## START Document text

This tart recipe comes to us from Meg Ray, author of “Miette Recipes from San Francisco’s Most Charming Pastry Shop” and founder of the renowned pastry shop, Miette, in San Francisco’s Ferry Building.
This tart started with the combined desire to reinvent the refreshing flavor of Key lime
pie and to find another use for our glorious Boiled Icing. Adding these to our homemade
graham crust, the result was far from traditional and, in fact, represents the most
innovative flavor combination at Miette.
Unlike traditional graham cracker crusts, which are made with cookie crumbs, the crust
for this tart is made using the dough and baked off like a regular tart shell. You can
make the lime curd and graham shells separately up to 2 or 3 days ahead, but make the
boiled icing and fill the tart the day you will serve it. You will need a small blowtorch to
caramelize the top of the meringue as we do at the bakery.
The recipe yields about 2 cups of lime curd, and you will use about 1 cup in a 7-inch tart
or around 2 cups for 10 tartlets. Any leftover filling can be covered tightly and stored in
the refrigerator for a week, or frozen for up 2 months.
Keep reading for the recipe…
Graham Cracker Crust
Makes about twenty-four 3 1/4-inch cookies, two 7-inch tarts or a dozen 3 1/2-inch
1 1/2 cups (7 ounces) all-purpose flour
1/3 cup (1 1/2 ounces) whole-wheat flour
1/2 teaspoon kosher salt
Generous 1/4 teaspoon ground cinnamon
2/3 cup (6 ounces) unsalted butter, at room temperature
1/2 cup (4 ounces) firmly packed light brown sugar
2 tablespoons honey
Sift together the flours, salt, and cinnamon into a bowl. Set aside.
In the bowl of a stand mixer fitted with the paddle attachment, combine the butter, brown
sugar, and honey and beat until fluffy, about 5 minutes.
Add the dry ingredients to the butter mixture in three additions, beating just until
combined after each addition. Wrap the dough tightly in plastic wrap and refrigerate for
at least 30 minutes before rolling, or for up to 2 days.
Remove the dough from the refrigerator and unwrap. Divide the dough to make the portions you need and again pat gently into disks. On a lightly floured work surface, roll out each dough disk into a round about 1/4 inch thick and about 1 inch greater in diameter than the pan you are using (8 inches for a 7-inch pan; 4 inches for 3 1/2-inch tartlet pans). Drape the rolled-out dough into the tart pan(s), gently pushing it into the bottom edges and against the pan sides to make a strong and straight shell. Trim the edges flush with the rim of the pan(s) using a sharp knife, or roll the rolling pin over the edges to cut off the excess dough. Prick all over the bottom with the tines of a fork and place in the freezer to firm up for 30 minutes.
Preheat the oven to 350 degrees F.

## END Document text
## START Dataset rows

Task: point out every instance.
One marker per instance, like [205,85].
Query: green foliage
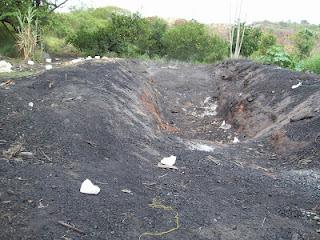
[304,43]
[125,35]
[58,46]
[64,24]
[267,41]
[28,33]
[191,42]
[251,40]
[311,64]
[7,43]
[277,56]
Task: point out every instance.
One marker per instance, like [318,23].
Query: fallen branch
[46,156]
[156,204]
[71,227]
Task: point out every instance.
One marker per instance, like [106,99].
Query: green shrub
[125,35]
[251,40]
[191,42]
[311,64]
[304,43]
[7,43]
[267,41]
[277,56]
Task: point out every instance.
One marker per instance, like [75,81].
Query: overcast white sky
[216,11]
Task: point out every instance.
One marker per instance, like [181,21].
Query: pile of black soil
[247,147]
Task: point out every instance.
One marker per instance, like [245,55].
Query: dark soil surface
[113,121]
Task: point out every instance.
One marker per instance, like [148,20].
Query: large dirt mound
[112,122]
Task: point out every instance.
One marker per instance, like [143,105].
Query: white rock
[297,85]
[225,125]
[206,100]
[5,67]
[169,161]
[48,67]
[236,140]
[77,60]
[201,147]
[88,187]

## END Dataset rows
## START Dataset rows

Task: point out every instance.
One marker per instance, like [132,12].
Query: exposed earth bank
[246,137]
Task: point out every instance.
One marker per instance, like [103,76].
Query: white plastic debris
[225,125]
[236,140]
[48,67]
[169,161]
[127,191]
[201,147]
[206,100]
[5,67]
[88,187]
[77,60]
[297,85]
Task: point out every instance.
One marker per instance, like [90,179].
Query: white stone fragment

## END Dataset rows
## START Dataset rows

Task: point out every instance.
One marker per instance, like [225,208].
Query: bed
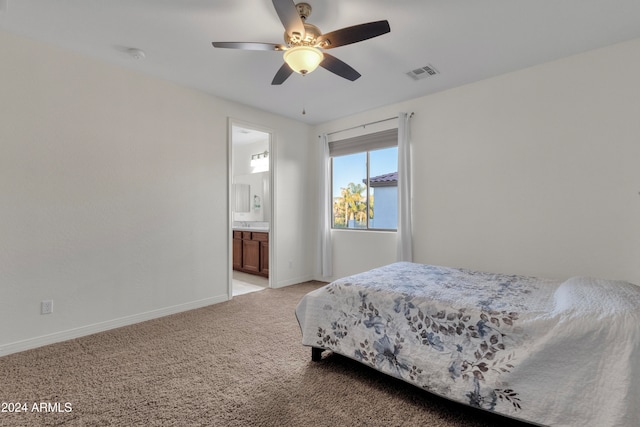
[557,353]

## END Dataset rows

■ **What this exercise asks**
A: According to the Key lime tart recipe, how far ahead can the lime curd and graham shells be made?
B: For each statement, say whether it agrees with the Key lime tart recipe. Answer yes or no, and quote the words from the recipe that decide it.
(i) The crust for this tart is made from cookie crumbs.
(ii) The dough should be refrigerated for at least 30 minutes before rolling.
(iii) The oven is preheated to 375 degrees F.
C: Write the next part of the Key lime tart recipe, starting after its final line.
The rows come from a separate source and are unrelated to the Key lime tart recipe.

■ **Responses to the exercise**
A: Up to 2 or 3 days ahead.

B:
(i) No: "the crust for this tart is made using the dough and baked off like a regular tart shell"
(ii) Yes: "refrigerate for at least 30 minutes before rolling"
(iii) No: "Preheat the oven to 350 degrees F."

C:
To fully blind-bake the shell, line the shells with parchment paper and weight with dried
rice, dried beans, or pie weights. Place in the oven and bake until golden brown, about
10 minutes. Transfer to a wire rack and let cool completely before proceeding with the
Makes about 4 cups or enough to frost two 6-inch cakes
1 1/2 cups (10 1/2 ounces) sugar
1/4 teaspoon cream of tartar
1/4 cup water
3 large egg whites
1 teaspoon vanilla extract
Combine the sugar, cream of tartar, and water in a small saucepan fitted with a candy thermometer. Stir the sugar to dissolve and begin to heat it over medium-low. Have a heatproof measuring cup sitting nearby.
Put the egg whites and vanilla in a stand mixer fitted with the whisk attachment. When the sugar reaches 240 degrees F, immediately pour it into the measuring cup to prevent it from getting hotter. With the mixer on medium speed, slowly pour the sugar syrup into the egg whites, aiming for the side of the bowl rather than the whisk. When all the syrup is added, turn the mixer to medium-high and whisk until the icing becomes thick and holds a firm peak. Continue to whisk until the icing is just slightly warm and very thick, about 10 minutes total. Do not continue to beat, or the icing will become too thick to spread and pipe.
Boiled icing must be used fresh and cannot be stored.
1/2 cup freshly squeezed lime juice
2 tablespoons grated lime zest
1/2 cup plus 2 tablespoons (4 1/2 ounces) sugar
3 large eggs
3/4 cup plus 2 tablespoons (7 ounces) unsalted butter, cubed
To make the Lime Cream:
In the top bowl of a double boiler or bain-marie, whisk together the lime juice, zest sugar, and eggs. Fit the top bowl into the bottom pan over gently simmering water and warm the mixture, whisking occasionally, until it registers about 172 degrees F on an instant-read thermometer or coats the back of a wooden spoon and leaves a clear trail when a finger is drawn through it, 15 to 20 minutes.
Remove the lime curd from the heat and strain through a fine-mesh sieve into a clean container. Let cool slightly, to about 140 degrees F, about 20 minutes.
Add the butter to the curd, a few cubes at a time, and, using a whisk or an immersion blender, blend until it dissolves completely after each addition. Strain the curd again to remove any lumps of butter, then let cool to room temperature. Place plastic wrap directly on the surface of the curd to prevent a skin from forming and refrigerate until well chilled, at least 2 hours and up to 3 days.
Preheat the oven to 350 degrees F.
Make the Graham Crackers dough and line a 7-inch tart pan. Fully pre bake the shell, transfer to a wire rack, and let cool completely.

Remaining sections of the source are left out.